Which would you choose? Do you agree there is a greater scope for reducing risks at this stage compared with making amendments to the design during detailed design/operational phase?

Aaron McKenna's picture

You make some excellent points here Andrew and I wish to agree with your thoughts regarding safety at the design stage. I also believe that safety must be considered as early as possible since this allows greater flexibility in modifications, because quite obviously construction has not begun. Ultimately then this gives us a much better handle and control on the mitigation of possible risks. i.e. simply put, we can mould the design to make it safer.  These relate very much to some of the views of Professor Moan who spoke at the LRET talk on Thursday evening. This then allows us to address known risks. I believe the trouble sometimes in implementing this completely in the past has been that at the design stage the risks, as is the facility, are not physically apparent and therefore perhaps not as clear. However, with current technology we should have the techniques and methods in place to manage these risks at the earliest possible time- the design phase. With regards to the scenario you provided, my immediate response would be to go with the BLP since this would offer you the best flexibility, allowing you to have the most control over the process. Whilst this is twice the price of the brownfield option the risk reductions would be worth this cost, in my opinion (however that is without quantifying the actual scenario). I feel it also beats the hire of the FPSO since that too requires modifications which would suggest your options are somewhat limited to the current configuration of the FPSO.

Mark Nicol's picture

Interesting blog Andrew. I haven’t got much experience from a
topsides perspective, but I would guess that this seems like quite a
substantially large new development.


I think option 1 would be the preferred option to the operator due
to the cost, compared to the other two options. However, as the platform is 25
years old and the modifications for the new gas field would as you say, structurally
load the jacket to its limits, this option would probably not be viable. I’m not
sure if this would be discontinued at the conceptual stage, as more detailed
structural design would be required to establish the feasibility of the option.
I think if this optioned was eventually carried forward, there would have to
extensive subsea inspection to establish the structural integrity of the jacket


Option 2 if I’m reading it right, is to install a new platform
with a bridge linked to the existing platform. I know these types of facilities
exist already, but yes they would be very expensive, and you have to remember,
eventually you have to decommission and remove the facilities at the end of
field life. Depending on the size of the new gas field this might not be economically


I would have to opt for the FPSO, option 3, if option one wasn’t feasible,
as OK, there would be modification to suit the existing facilities, but at the
end of field life the decommissioning costs will be significantly reduced.



 As for reducing risks, this
should be assessed at each stage of the design stages to ensure the final chosen
design has been reduced to as low as reasonably practical with respect to risks
and safety.

» **Do this**
Answer these questions from the comments on design-stage safety:
1. Which option does Aaron McKenna say his immediate response would be to choose?
2. How old is the platform, according to Mark Nicol?
3. What reason does Mark Nicol give for opting for the FPSO?

» **Given records**
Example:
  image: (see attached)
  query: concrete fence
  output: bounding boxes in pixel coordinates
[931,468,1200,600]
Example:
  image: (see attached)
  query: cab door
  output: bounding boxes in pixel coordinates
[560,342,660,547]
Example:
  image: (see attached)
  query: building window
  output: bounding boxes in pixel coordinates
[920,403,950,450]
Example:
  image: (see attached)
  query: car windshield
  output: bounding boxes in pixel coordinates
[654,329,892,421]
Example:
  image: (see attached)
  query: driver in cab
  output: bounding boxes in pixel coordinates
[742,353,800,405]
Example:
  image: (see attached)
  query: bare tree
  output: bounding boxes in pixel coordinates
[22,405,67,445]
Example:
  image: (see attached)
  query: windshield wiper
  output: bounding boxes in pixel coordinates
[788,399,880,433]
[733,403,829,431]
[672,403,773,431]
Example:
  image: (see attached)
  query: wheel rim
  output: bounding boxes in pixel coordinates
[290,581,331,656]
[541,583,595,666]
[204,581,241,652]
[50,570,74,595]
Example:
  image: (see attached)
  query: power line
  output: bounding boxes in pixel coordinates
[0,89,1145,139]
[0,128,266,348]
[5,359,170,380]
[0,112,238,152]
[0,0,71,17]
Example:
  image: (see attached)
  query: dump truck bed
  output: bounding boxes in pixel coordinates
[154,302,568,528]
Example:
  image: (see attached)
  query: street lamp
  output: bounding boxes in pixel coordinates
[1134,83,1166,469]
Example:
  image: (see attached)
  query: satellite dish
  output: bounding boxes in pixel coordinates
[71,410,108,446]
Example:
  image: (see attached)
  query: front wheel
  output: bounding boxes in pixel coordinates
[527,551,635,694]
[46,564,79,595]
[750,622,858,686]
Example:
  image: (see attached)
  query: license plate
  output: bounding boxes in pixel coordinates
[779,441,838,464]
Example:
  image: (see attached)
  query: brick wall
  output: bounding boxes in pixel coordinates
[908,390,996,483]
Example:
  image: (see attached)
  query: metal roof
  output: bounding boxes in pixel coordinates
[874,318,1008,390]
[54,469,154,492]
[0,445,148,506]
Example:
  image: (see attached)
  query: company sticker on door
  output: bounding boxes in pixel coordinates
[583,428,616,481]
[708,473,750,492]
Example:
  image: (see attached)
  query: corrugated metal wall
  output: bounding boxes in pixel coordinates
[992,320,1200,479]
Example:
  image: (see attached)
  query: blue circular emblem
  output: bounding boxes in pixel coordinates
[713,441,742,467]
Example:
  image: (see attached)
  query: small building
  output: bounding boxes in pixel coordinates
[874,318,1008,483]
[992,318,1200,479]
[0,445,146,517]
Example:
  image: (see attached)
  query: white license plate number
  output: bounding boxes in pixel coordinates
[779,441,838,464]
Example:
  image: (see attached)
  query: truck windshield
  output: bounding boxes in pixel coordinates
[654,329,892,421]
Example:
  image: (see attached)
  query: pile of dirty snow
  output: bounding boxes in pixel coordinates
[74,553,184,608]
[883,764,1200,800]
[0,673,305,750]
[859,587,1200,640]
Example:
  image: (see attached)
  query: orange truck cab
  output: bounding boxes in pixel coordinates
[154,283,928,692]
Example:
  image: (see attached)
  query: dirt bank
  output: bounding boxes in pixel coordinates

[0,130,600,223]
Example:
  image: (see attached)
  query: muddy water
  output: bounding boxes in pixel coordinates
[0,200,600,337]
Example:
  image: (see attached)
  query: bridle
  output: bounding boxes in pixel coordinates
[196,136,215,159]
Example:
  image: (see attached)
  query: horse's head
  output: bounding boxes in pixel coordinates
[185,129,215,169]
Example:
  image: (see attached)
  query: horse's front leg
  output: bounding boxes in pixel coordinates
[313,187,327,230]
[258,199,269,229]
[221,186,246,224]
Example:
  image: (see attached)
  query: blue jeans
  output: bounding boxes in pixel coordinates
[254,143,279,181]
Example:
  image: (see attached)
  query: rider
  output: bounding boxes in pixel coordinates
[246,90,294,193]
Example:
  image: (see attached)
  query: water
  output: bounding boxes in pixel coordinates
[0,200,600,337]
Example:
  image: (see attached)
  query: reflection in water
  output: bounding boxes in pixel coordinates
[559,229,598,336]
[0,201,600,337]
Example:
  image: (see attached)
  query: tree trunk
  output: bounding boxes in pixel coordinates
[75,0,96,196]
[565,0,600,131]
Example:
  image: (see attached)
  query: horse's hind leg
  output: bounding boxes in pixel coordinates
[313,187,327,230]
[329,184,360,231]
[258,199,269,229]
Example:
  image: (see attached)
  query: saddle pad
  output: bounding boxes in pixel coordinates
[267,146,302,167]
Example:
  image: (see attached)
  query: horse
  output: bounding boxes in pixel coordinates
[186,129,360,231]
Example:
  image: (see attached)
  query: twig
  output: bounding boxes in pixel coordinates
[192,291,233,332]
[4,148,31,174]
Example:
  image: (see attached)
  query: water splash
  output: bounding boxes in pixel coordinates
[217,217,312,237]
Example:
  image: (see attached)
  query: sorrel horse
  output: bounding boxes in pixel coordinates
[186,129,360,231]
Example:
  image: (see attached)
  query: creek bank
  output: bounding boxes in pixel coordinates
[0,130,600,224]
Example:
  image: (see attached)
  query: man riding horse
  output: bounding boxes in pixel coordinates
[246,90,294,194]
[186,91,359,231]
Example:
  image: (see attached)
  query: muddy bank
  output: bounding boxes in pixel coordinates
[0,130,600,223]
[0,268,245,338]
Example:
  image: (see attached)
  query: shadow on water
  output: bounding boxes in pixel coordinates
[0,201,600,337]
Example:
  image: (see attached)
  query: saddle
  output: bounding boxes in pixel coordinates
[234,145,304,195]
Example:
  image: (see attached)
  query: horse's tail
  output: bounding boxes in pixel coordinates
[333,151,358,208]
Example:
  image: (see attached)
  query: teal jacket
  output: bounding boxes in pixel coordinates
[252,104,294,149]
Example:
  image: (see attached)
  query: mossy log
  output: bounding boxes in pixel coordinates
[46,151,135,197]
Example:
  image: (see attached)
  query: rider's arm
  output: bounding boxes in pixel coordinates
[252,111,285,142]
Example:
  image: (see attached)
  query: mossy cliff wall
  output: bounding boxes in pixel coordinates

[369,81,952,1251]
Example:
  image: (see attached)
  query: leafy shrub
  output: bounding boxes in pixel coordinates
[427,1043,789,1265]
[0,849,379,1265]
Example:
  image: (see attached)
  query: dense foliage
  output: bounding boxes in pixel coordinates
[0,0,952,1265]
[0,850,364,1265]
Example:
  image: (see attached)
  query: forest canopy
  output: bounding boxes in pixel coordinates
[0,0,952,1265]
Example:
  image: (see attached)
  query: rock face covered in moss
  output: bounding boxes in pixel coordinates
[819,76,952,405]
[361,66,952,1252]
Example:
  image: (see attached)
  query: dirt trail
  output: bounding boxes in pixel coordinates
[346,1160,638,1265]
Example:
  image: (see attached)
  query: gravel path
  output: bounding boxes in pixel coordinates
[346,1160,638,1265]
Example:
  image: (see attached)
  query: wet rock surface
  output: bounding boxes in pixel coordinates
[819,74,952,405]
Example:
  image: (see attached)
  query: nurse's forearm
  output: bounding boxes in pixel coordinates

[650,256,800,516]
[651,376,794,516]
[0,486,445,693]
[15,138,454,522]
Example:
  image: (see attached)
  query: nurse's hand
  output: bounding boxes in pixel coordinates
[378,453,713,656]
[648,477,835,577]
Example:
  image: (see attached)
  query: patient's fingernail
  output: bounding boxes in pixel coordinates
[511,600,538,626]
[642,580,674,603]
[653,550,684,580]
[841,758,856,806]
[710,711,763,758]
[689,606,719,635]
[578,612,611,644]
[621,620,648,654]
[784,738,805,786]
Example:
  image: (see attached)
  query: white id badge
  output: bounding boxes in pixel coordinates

» **Completed exercise**
1. The BLP.
2. 25 years old.
3. At the end of field life, the decommissioning costs would be significantly reduced.